▶ **Aim of the task**
Carry on the passage below about one woman's three options over issuing marriage licenses, picking up right after its final sentence.

▶ **Provided passage**

-=-=-

So then, how do you decide if what she did/is doing is the right thing? She essentially had 3 basic options.
1) Continue to do her job. She puts her name on marriage licenses even though she does not believe that all of the marriages are honoring to God.
2) Resign from her job. She no longer believes that she can do her job without violating her deeply held convictions, so she resigns and lets someone else do it.
3) Take a stand (the option that she took). She refuses to issue the licenses because she believes that it is wrong, and tries to prevent anyone from being able to issue those licenses.
Are any of those necessarily wrong? Are any of them universally always right? I believe the answer to both of those are no. The situations that you will find yourself in are complex and there often are competing values in place. It takes wisdom, discernment and prayer to determine what the right way to go is.

-=-=-

▶ **Available data**
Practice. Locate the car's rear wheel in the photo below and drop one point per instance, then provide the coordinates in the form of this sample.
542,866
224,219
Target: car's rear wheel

-=-=-

▶ **Exercise output**
Sometimes it is #1. You need to choose to unconditionally love the people who are doing something you disapprove of. Cross-cultural missionaries do this all the time. They are invited to a religious festival or service of a different religion. They choose to go because they want to build a relationship and are willing to be a part because love for the person trumps the desire to not participate in something that is distasteful in some way. I have participated in services for other religions and spent a lot of time praying for the people I was with. I have a friend who photographed a wedding that he/she didn’t believe was honoring to God. Again, because they valued the relationship with the people. This is not compromising truth. This is choosing to love someone rather than trying to tell non-Christians that they should behave like Christians.
Sometimes it is # 2. You are being asked to do something at your work that you do not believe honors God. So you quit. You don’t really have any ability or desire to fight the system and so you quietly step aside. This is not necessarily cowardly. You work for a company that practices shady ethics and you tell your boss that you won’t do it and you quit before he fires you. You are taking a stand but in a different way.
Sometimes it is #3. Sometimes the right thing to do is to stand in the face of injustice, immorality or evil and say that this will not stand. You would rather face significant consequences than let something go. Most injustices in the world are resolved initially because someone took a stand and refused to let injustice stand. The civil rights movement is full of such people like MLK Jr and Rosa Parks. Choosing this doesn’t mean that you crave attention or fame or that you are simply a troublemaker. You believe your cause is just so you will do anything to fight for it.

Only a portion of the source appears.